_Task details_
Copy all records exactly, excluding images.
○ ○ ○ ○ ○
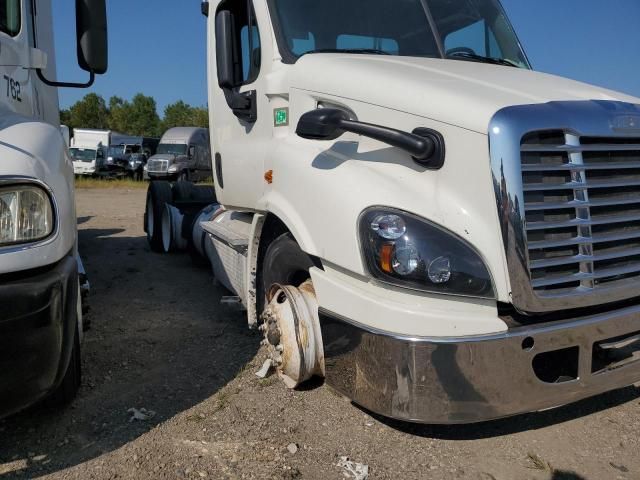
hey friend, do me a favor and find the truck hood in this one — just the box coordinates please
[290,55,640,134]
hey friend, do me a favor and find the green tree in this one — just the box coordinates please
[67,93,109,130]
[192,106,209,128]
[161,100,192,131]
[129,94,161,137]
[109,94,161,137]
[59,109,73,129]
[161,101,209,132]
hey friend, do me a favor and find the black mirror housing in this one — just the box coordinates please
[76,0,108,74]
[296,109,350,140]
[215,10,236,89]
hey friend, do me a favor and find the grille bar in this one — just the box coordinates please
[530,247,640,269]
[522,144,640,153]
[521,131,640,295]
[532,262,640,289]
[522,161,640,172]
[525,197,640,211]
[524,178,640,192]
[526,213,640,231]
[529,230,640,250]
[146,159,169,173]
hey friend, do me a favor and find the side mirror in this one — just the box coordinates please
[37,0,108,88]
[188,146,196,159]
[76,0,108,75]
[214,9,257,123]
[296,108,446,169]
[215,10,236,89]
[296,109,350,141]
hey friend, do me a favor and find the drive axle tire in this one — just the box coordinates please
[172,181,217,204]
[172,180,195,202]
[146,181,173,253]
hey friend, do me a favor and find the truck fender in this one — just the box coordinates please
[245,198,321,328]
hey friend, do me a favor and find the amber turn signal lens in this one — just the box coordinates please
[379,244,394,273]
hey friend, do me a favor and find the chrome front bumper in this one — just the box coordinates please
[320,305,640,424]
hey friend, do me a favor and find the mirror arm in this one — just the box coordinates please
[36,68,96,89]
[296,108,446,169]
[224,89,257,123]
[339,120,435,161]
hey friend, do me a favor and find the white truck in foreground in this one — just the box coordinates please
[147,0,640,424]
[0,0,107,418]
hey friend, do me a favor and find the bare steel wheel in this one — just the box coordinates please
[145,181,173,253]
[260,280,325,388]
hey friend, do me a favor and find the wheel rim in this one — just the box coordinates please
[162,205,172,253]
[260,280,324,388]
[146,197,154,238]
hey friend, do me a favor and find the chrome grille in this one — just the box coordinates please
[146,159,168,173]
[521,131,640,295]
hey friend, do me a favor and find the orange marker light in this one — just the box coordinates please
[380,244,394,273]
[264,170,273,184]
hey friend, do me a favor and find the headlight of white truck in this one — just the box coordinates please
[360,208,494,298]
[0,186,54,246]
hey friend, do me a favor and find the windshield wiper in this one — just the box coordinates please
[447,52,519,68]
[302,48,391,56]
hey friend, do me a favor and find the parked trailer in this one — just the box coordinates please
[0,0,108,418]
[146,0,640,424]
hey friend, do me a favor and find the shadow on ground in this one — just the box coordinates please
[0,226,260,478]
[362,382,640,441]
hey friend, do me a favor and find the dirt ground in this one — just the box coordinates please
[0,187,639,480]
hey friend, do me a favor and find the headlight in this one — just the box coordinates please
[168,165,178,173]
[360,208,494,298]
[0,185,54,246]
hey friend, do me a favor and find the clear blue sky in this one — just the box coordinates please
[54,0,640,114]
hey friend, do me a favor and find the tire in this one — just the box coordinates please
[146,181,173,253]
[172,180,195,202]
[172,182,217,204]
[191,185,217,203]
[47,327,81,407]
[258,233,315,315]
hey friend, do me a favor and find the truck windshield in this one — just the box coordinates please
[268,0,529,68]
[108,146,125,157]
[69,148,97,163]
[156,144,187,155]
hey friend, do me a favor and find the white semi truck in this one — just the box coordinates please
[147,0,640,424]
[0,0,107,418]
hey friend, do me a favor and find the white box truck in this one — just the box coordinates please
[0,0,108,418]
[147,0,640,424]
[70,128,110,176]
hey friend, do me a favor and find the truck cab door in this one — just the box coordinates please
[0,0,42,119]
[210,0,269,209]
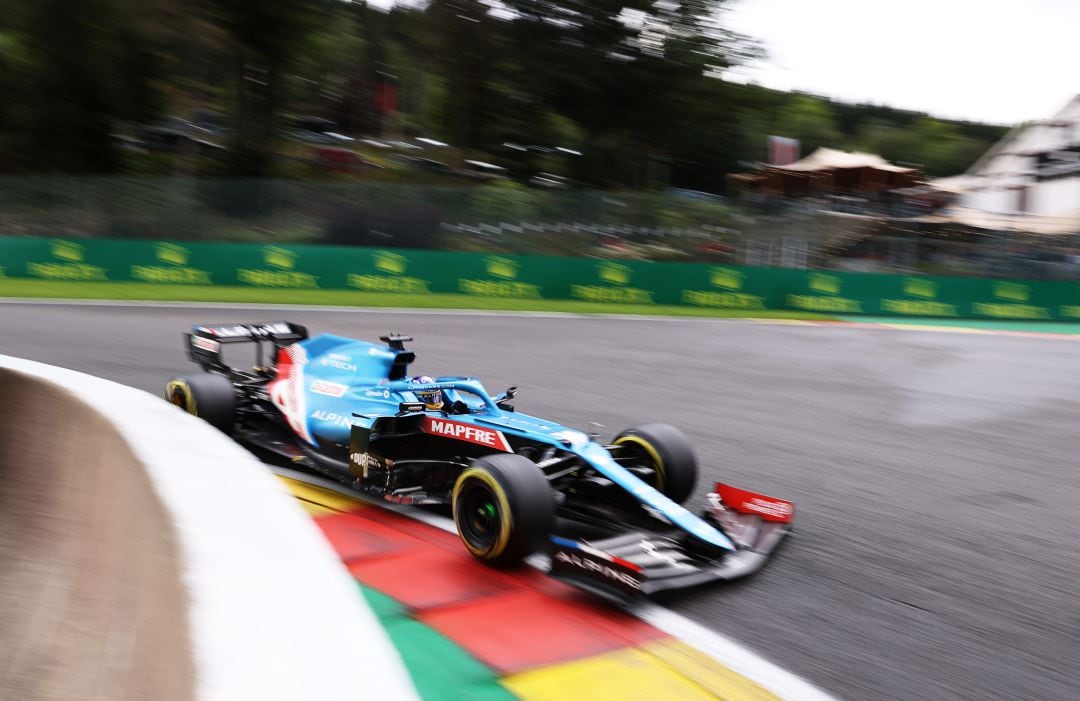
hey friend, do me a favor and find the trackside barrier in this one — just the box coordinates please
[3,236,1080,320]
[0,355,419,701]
○ ○ ○ ○ ○
_Task solution_
hey friend, do me a favor and find the truck hood in this one — just the box coordinates please
[290,55,640,134]
hey friend, do me a favor and find the green tree in this one — just the box coordinates please
[67,93,109,130]
[192,106,209,128]
[161,100,192,131]
[129,94,161,137]
[109,94,161,137]
[59,109,73,129]
[161,101,209,132]
hey friend, do me a favor and find the black mirror housing in this one — just the box coordinates please
[76,0,108,74]
[296,109,350,140]
[215,10,236,89]
hey friend, do me a favor and find the grille bar in this one — just the box coordinates please
[530,247,640,269]
[522,144,640,153]
[521,131,640,295]
[532,262,640,289]
[522,161,640,172]
[525,197,640,211]
[524,178,640,192]
[526,213,640,231]
[529,230,640,250]
[146,159,169,173]
hey friend, do me a favor and find the side mirror in this one — just the box coordinates please
[37,0,108,88]
[188,146,196,159]
[76,0,108,75]
[214,9,257,123]
[296,108,446,169]
[215,10,236,89]
[296,109,350,141]
hey friend, do me a favor and find the drive axle tire in this one — just the box coordinates please
[172,181,217,204]
[172,180,195,202]
[146,181,173,253]
hey friend, do me a favor and find the truck fender in this one — just the box coordinates please
[245,198,321,328]
hey friend, do me a favor and find the amber turn signal lens in this one — just the box coordinates please
[379,244,394,273]
hey friend, do me a favor and find the chrome front bumper in this one — just the box coordinates please
[320,305,640,424]
hey friend, do me a favor and find the mirror arm in this one — just the box coordinates please
[36,68,96,89]
[296,108,446,169]
[224,89,257,123]
[339,120,435,161]
hey friend, do me a favor and find the white truck in foreground in this one — just the box coordinates please
[147,0,640,424]
[0,0,107,418]
hey friend, do me a favor and find the bare steel wheel in this one — just the box coordinates please
[145,181,173,253]
[260,280,325,388]
hey friend, do me a favor and find the wheel rim in this one — just the box coordinates please
[162,205,172,253]
[260,280,324,388]
[146,197,154,238]
hey friend, do me a favor and find the chrome grille in this one — just the box coordinates please
[146,159,168,173]
[521,131,640,295]
hey friend, do me a favor and find the orange marker light in this one — just the box coordinates please
[380,244,394,273]
[264,170,273,184]
hey friend, do me a favor and find the headlight of white truck in this one — just the box coordinates please
[360,208,494,298]
[0,186,54,246]
hey friend, do me a favor and find the windshield wiper in this one — just the box coordinates please
[447,52,519,68]
[302,48,391,56]
hey friend, do me a favor and find the parked trailer in this one — just the box coordinates please
[0,0,108,418]
[146,0,640,424]
hey friend, do me a favor and find the shadow on ground in this one — just the box coordinates please
[0,226,260,478]
[362,382,640,441]
hey friend, do me a favor and find the dirt ground in this one — just the box coordinates please
[0,187,639,480]
hey friend, do me a favor and find the headlight in this one — just the box coordinates please
[168,165,178,173]
[360,208,494,298]
[0,185,54,246]
hey friend, do me a favor and find the clear blue sky in this one — just the box coordinates please
[54,0,640,114]
hey friend, do me a favor and find the tire in this one — just the box coordinates please
[146,181,173,253]
[172,180,195,202]
[172,182,217,204]
[191,185,217,203]
[47,327,81,407]
[258,233,315,315]
hey friend, do me a favor and find the truck windshield in this one — just the box coordinates please
[268,0,529,68]
[108,146,125,157]
[69,148,97,163]
[156,144,187,155]
hey friend, do me a favor and find the white semi truck in this one — just the box coordinates please
[147,0,640,424]
[0,0,107,418]
hey friend, do me a favor and find the white box truck in this one — just the box coordinates please
[0,0,108,418]
[147,0,640,424]
[70,128,110,176]
hey friend, do me a favor and find the truck cab door in this one — just the box coordinates please
[0,0,42,119]
[210,0,269,209]
hey friend, do me a favor and find the trackside barrier in this one — just the box coordinates please
[3,236,1080,320]
[0,355,419,701]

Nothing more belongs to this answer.